**** EXTRACTED DATA ****

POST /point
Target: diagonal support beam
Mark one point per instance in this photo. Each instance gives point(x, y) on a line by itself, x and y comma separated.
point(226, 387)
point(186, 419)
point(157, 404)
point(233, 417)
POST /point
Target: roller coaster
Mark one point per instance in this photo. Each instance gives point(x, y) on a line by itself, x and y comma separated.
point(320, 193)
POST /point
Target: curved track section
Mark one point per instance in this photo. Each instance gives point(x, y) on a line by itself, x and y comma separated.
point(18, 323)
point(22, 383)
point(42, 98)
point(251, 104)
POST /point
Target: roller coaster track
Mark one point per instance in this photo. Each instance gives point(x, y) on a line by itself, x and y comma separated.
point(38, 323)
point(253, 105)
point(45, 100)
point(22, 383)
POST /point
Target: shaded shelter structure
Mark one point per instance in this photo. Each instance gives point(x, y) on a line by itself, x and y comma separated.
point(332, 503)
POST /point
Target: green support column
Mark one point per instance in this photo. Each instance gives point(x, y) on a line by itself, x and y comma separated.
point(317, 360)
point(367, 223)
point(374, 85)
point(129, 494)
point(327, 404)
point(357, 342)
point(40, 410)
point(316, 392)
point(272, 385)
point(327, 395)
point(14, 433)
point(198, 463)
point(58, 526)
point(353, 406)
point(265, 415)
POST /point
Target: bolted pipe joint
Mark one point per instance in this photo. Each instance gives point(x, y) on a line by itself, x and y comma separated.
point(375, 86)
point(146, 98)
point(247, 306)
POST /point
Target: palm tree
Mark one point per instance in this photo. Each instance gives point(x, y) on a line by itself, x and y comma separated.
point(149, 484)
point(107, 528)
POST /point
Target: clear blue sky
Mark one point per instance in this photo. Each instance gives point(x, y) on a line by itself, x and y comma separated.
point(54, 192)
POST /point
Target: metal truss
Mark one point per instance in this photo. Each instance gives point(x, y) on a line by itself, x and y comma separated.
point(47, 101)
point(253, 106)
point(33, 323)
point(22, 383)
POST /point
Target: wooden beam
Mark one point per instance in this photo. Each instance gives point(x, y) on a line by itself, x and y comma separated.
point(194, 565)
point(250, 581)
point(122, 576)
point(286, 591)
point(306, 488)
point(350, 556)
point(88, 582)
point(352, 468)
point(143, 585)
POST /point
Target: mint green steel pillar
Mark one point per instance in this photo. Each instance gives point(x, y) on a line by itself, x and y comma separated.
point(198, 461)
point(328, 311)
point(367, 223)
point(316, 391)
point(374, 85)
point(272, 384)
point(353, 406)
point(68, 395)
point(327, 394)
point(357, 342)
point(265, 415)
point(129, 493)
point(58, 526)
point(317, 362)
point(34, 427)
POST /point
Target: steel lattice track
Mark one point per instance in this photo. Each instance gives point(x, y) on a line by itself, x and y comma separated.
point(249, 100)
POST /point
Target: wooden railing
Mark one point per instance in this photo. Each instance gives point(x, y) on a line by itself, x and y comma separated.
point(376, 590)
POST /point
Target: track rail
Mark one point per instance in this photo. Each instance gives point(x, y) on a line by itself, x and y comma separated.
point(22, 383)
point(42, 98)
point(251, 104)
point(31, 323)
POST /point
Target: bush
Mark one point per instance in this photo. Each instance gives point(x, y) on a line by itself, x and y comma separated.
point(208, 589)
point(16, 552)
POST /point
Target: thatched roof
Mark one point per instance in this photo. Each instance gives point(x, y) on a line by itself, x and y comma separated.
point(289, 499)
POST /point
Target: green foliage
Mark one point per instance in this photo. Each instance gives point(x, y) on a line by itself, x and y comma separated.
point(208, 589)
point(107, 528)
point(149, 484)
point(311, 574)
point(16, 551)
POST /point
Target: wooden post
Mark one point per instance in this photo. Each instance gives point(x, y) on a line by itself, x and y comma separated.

****

REQUIRED WORK:
Copy the items above, from the first line down to the line containing "point(320, 193)", renaming "Target" to "Object" and changing nothing else.

EXERCISE SOLUTION:
POST /point
Object: diagonal support beam
Mark one point per instance in this photo. Each instance gives point(x, y) on a line by itself, x and y comma separated.
point(226, 387)
point(186, 419)
point(157, 404)
point(233, 417)
POST /point
Object: roller coaster
Mark one point per instance in this photo. Each instance gives point(x, y) on a line by itself, x and y comma separated.
point(320, 193)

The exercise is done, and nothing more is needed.